[start]

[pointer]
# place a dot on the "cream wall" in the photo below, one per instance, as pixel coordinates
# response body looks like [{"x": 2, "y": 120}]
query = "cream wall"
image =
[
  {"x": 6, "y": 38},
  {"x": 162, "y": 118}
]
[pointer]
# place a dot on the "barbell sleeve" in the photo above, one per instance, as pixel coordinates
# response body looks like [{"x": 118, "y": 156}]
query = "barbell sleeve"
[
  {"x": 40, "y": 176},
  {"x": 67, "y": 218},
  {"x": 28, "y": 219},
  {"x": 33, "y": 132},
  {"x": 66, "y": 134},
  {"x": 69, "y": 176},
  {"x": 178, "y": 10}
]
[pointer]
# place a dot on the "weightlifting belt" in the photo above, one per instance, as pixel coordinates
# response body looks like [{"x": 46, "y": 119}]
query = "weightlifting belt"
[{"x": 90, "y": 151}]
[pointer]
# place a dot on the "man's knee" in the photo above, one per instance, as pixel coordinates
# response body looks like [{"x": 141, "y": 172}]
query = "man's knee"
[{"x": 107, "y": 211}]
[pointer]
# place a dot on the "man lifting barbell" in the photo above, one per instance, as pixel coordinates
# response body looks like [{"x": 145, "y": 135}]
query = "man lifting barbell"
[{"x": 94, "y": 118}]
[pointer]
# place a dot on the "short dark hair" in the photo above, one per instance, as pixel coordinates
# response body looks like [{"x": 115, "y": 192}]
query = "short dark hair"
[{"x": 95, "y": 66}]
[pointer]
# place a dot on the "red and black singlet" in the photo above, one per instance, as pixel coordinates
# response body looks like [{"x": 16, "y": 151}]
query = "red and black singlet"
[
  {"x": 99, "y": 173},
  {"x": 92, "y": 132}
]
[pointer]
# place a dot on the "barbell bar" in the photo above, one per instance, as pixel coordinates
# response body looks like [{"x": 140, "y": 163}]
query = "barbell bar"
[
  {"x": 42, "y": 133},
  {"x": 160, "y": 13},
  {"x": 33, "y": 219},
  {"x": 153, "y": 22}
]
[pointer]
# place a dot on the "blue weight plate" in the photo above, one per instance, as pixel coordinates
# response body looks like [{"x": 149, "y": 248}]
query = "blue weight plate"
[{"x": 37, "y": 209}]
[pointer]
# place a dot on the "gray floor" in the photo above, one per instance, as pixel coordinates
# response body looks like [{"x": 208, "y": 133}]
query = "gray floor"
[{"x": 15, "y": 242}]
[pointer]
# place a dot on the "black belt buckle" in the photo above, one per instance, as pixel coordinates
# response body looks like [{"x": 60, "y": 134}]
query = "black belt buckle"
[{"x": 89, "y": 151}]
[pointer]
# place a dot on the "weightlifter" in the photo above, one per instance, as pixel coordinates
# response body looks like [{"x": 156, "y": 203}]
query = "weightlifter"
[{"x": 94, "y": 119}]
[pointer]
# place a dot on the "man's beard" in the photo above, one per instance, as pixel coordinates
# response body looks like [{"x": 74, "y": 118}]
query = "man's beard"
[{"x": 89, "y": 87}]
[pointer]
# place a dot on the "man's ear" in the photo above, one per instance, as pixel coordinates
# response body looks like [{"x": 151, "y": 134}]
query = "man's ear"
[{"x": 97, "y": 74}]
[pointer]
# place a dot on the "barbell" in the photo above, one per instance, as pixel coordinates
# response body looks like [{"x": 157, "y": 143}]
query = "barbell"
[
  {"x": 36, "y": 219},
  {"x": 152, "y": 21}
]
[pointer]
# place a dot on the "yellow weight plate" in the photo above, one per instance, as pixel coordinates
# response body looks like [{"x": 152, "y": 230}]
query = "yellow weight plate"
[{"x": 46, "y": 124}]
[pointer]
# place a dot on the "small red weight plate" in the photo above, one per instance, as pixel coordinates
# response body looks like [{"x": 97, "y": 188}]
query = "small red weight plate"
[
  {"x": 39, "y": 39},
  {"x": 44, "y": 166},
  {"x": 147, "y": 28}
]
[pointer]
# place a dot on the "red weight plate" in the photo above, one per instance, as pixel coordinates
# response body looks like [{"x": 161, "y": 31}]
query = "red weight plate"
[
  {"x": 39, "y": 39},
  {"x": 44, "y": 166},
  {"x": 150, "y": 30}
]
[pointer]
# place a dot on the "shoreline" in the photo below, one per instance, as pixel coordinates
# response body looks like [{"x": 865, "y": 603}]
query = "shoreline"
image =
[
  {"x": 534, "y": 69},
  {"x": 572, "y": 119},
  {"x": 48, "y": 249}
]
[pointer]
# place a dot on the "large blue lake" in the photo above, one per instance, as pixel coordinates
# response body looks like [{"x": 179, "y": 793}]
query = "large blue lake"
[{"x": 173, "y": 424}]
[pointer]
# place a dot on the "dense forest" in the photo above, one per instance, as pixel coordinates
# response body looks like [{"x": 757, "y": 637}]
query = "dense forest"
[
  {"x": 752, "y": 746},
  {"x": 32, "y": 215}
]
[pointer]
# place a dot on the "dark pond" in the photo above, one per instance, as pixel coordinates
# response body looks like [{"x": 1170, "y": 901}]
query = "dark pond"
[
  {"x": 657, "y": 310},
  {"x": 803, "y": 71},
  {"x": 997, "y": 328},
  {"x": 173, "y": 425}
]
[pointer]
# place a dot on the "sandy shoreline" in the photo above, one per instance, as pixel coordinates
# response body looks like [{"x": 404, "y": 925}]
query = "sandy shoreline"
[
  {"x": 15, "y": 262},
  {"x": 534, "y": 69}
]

[end]

• Problem to solve: Take the entries above and transcribe them exactly.

• Output:
[pointer]
# place a dot on the "cream wall" in the photo below, one per instance, as pixel coordinates
# response body looks like [{"x": 2, "y": 120}]
query = "cream wall"
image =
[
  {"x": 6, "y": 38},
  {"x": 162, "y": 118}
]
[pointer]
# place a dot on the "barbell sleeve" in the photo above, one per instance, as pixel coordinates
# response body looks like [{"x": 118, "y": 156}]
query = "barbell sleeve"
[
  {"x": 40, "y": 176},
  {"x": 67, "y": 218},
  {"x": 28, "y": 219},
  {"x": 33, "y": 132},
  {"x": 66, "y": 134},
  {"x": 69, "y": 176},
  {"x": 178, "y": 10}
]
[pointer]
# place a dot on the "weightlifting belt" in the photo above, one per instance, as pixel coordinates
# response body looks like [{"x": 46, "y": 119}]
query = "weightlifting belt"
[{"x": 90, "y": 151}]
[pointer]
# place a dot on the "man's knee" in the photo above, one per instance, as pixel coordinates
# response body looks like [{"x": 141, "y": 172}]
query = "man's knee"
[{"x": 107, "y": 211}]
[pointer]
# place a dot on the "man lifting barbell" in the photo above, one per instance, as pixel coordinates
# response body looks like [{"x": 145, "y": 135}]
query = "man lifting barbell"
[{"x": 94, "y": 118}]
[pointer]
# place a dot on the "short dark hair" in the photo above, one per instance, as pixel coordinates
# response body looks like [{"x": 115, "y": 192}]
query = "short dark hair"
[{"x": 95, "y": 66}]
[pointer]
# place a dot on the "red and black singlet" in the photo above, one per instance, as pixel coordinates
# response body looks like [{"x": 16, "y": 151}]
query = "red and black singlet"
[
  {"x": 99, "y": 173},
  {"x": 92, "y": 132}
]
[pointer]
# place a dot on the "barbell bar" in the photo above, one per instance, as pixel coordinates
# response body looks like [{"x": 140, "y": 163}]
query = "barbell bar"
[
  {"x": 42, "y": 133},
  {"x": 160, "y": 13},
  {"x": 33, "y": 219},
  {"x": 153, "y": 22}
]
[pointer]
# place a dot on the "blue weight plate" in the photo above, one per instance, as pixel coordinates
# response body looks like [{"x": 149, "y": 248}]
query = "blue weight plate"
[{"x": 37, "y": 209}]
[pointer]
# place a dot on the "gray floor" in the photo above, one per instance, as pixel coordinates
# response body looks like [{"x": 208, "y": 133}]
query = "gray floor"
[{"x": 15, "y": 242}]
[pointer]
# place a dot on the "black belt buckle" in the photo above, one per instance, as pixel coordinates
# response body looks like [{"x": 60, "y": 134}]
query = "black belt buckle"
[{"x": 89, "y": 151}]
[pointer]
# place a dot on the "weightlifter" in the photo above, one per instance, as pixel coordinates
# response body looks like [{"x": 156, "y": 203}]
query = "weightlifter"
[{"x": 94, "y": 119}]
[pointer]
# place a dot on the "man's beard" in the photo above, one per instance, as pixel coordinates
# response body looks like [{"x": 74, "y": 118}]
query = "man's beard"
[{"x": 89, "y": 87}]
[pointer]
# place a dot on the "man's ear" in the photo above, one per instance, as pixel coordinates
# response body looks like [{"x": 151, "y": 134}]
query = "man's ear"
[{"x": 97, "y": 74}]
[pointer]
# place a dot on the "barbell" in the photo above, one per instance, as pixel coordinates
# response body looks like [{"x": 157, "y": 143}]
query = "barbell"
[
  {"x": 36, "y": 219},
  {"x": 152, "y": 21}
]
[pointer]
# place a dot on the "yellow weight plate" in the photo above, one per instance, as pixel coordinates
# response body looks like [{"x": 152, "y": 230}]
query = "yellow weight plate"
[{"x": 46, "y": 124}]
[pointer]
# place a dot on the "small red weight plate" in the photo above, one per instance, as pixel coordinates
# response body looks like [{"x": 97, "y": 188}]
query = "small red weight plate"
[
  {"x": 39, "y": 39},
  {"x": 44, "y": 166},
  {"x": 147, "y": 28}
]
[pointer]
# place a dot on the "red weight plate" in the photo above, one per instance, as pixel coordinates
# response body looks like [{"x": 161, "y": 31}]
query = "red weight plate"
[
  {"x": 39, "y": 39},
  {"x": 44, "y": 166},
  {"x": 150, "y": 30}
]
[pointer]
# place a dot on the "shoreline" in the photo below, one per instance, as pixel coordinates
# response body looks like [{"x": 865, "y": 603}]
query = "shoreline"
image =
[
  {"x": 534, "y": 69},
  {"x": 572, "y": 119},
  {"x": 48, "y": 249}
]
[pointer]
# place a dot on the "large blue lake" in the photo above, one per instance, as pixel coordinates
# response body looks like [{"x": 179, "y": 793}]
query = "large blue lake"
[{"x": 173, "y": 424}]
[pointer]
# place a dot on the "dense forest" in the photo above, one per instance, as pixel coordinates
# response body looks like [{"x": 757, "y": 637}]
query = "dense forest"
[
  {"x": 752, "y": 746},
  {"x": 32, "y": 215}
]
[pointer]
# place a dot on the "dark pond" in the photo above, one per instance, as pixel coordinates
# response body looks like [{"x": 1170, "y": 901}]
query = "dark pond"
[
  {"x": 657, "y": 310},
  {"x": 803, "y": 71},
  {"x": 997, "y": 328},
  {"x": 173, "y": 425}
]
[pointer]
# place a dot on the "sandy shoreline" in the photo above, one per instance, as pixel coordinates
# response body looks like [{"x": 404, "y": 925}]
query = "sandy shoreline"
[
  {"x": 15, "y": 262},
  {"x": 534, "y": 69}
]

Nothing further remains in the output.